Vorliegender Text
# kontur/ pfad mit verlaluf



## tantebootsy (25. Dezember 2004)

Hi,
Ich brauche in Freehand eine Kontur mit Veraluf. Es gibt doch ein Proggi, mit dem das möglich is und von dem aus ich dann in Freehand importieren könnte... war das Corel? Damit hab ich's schon versucht, ging aber nich... 
In Flash geht's, aber gute Qualität aus Flash in Freehand zu bekommen is scheinbar nich so einfach. 
Vielleicht könnt ihr mir nen Tipp geben, wie ich das hinbekommen könnte?
Danke, 
Gruß,
Micha


----------



## zechi (25. Dezember 2004)

Vielleicht hilft das:

http://www.tutorials.de/tutorials149688.html&highlight=verlauf+kontur


----------



## tantebootsy (26. Dezember 2004)

Ahhh! Hab's jetzt selbst rausgefunden! Der Link, den Du mir gegeben hast, hat mich drauf gebracht... Ich hab kein Illustrator, aber auch in Freehand is' es möglich:
Man macht 'nen Pfad, geht dann auf Ändern/ Pfad ändern/ Strich erweitern und gibt dort seine gewünschten Einstellungen an.
Dann im Objekt-Inspektor auf den Verlaufs-Reiter und den gewünschten Verlauf angeben! 
Danke!
Gruß,
Micha


----------

Zielsetzung 1
Ermitteln Sie, in wie vielen Zeilen der Einträge die Zeichenfolge „wall“ vorkommt, wobei Groß- und Kleinschreibung zu beachten ist. Geben Sie ausschließlich die Zahl an.
Die Einträge stehen in keinem Zusammenhang mit der Forumsdiskussion.

Daten zur Aufgabe

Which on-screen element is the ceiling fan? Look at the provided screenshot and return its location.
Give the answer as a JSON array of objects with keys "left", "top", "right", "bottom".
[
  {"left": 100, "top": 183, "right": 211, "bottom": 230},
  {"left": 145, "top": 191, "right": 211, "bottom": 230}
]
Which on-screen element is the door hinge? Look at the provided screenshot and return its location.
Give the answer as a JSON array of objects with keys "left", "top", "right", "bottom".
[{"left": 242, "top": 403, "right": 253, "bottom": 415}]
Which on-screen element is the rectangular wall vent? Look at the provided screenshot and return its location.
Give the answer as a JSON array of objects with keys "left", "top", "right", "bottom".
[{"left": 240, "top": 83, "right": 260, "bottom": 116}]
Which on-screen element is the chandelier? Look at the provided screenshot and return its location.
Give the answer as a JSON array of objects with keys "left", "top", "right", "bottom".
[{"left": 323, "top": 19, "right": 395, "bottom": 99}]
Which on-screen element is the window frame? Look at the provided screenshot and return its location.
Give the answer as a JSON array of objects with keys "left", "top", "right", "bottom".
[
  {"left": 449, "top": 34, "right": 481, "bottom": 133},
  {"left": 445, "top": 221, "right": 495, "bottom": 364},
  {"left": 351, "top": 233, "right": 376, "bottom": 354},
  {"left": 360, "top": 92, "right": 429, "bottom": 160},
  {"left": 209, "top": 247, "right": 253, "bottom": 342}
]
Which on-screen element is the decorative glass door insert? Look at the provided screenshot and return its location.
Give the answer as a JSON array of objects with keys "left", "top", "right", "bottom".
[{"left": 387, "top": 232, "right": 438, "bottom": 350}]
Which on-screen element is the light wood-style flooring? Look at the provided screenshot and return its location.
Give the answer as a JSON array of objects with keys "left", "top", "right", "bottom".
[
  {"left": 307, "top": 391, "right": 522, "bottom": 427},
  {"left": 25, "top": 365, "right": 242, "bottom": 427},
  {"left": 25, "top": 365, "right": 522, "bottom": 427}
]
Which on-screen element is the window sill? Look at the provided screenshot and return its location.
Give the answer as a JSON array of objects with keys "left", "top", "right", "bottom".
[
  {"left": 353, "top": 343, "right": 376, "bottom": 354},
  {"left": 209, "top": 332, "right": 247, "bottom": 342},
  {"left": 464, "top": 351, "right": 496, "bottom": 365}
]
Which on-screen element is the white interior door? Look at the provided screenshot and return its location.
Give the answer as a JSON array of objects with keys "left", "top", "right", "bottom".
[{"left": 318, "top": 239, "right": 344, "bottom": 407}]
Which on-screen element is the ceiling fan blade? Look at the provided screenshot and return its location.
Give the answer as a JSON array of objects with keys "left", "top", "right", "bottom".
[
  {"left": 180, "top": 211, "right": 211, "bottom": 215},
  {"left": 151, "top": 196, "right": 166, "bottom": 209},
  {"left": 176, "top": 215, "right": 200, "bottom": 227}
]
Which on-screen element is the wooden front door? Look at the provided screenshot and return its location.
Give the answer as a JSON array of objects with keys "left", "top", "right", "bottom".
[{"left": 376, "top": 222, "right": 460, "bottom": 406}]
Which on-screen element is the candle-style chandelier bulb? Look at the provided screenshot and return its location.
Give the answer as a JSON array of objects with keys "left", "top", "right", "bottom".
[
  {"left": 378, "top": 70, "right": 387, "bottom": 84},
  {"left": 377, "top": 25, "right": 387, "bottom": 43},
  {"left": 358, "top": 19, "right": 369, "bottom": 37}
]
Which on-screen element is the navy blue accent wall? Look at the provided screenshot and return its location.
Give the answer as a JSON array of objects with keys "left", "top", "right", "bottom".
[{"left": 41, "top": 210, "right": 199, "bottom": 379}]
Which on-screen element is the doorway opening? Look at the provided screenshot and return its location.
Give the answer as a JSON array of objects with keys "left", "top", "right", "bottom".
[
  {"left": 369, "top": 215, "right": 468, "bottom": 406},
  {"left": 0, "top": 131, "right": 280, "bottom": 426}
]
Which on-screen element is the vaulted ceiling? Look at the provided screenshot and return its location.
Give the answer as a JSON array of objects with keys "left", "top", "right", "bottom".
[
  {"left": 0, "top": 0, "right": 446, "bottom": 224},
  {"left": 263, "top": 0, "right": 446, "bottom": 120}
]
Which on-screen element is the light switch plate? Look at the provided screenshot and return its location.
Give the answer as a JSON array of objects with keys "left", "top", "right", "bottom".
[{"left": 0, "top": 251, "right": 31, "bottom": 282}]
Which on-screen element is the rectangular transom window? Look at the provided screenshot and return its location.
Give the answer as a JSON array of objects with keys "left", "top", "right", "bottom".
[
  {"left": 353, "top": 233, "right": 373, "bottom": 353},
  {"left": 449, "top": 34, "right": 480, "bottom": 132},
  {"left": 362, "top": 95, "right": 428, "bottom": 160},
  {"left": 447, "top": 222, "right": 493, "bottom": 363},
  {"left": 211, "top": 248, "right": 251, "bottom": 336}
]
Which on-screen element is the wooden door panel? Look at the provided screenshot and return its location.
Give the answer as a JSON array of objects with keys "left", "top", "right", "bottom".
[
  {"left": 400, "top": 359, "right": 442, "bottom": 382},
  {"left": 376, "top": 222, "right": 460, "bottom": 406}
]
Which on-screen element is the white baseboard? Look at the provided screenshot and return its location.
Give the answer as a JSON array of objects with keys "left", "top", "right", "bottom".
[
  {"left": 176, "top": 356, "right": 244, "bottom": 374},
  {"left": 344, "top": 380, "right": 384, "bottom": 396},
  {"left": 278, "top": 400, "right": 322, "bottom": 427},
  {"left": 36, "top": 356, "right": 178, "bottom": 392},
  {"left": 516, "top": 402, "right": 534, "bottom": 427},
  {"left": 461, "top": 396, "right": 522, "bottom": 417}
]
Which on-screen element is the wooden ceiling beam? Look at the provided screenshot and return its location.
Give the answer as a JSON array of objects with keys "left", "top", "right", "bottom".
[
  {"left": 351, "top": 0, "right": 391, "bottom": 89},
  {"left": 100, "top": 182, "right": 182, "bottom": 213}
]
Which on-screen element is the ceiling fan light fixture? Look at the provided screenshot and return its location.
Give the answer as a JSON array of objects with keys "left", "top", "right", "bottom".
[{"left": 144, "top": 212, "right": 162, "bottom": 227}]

Zielsetzung 2
Welchen Menüpfad ruft man laut der Forumsdiskussion in Freehand auf, nachdem man einen Pfad erstellt hat?

Vollständige Antwort 1
2

Vollständige Antwort 2
Man ruft Ändern/ Pfad ändern/ Strich erweitern auf.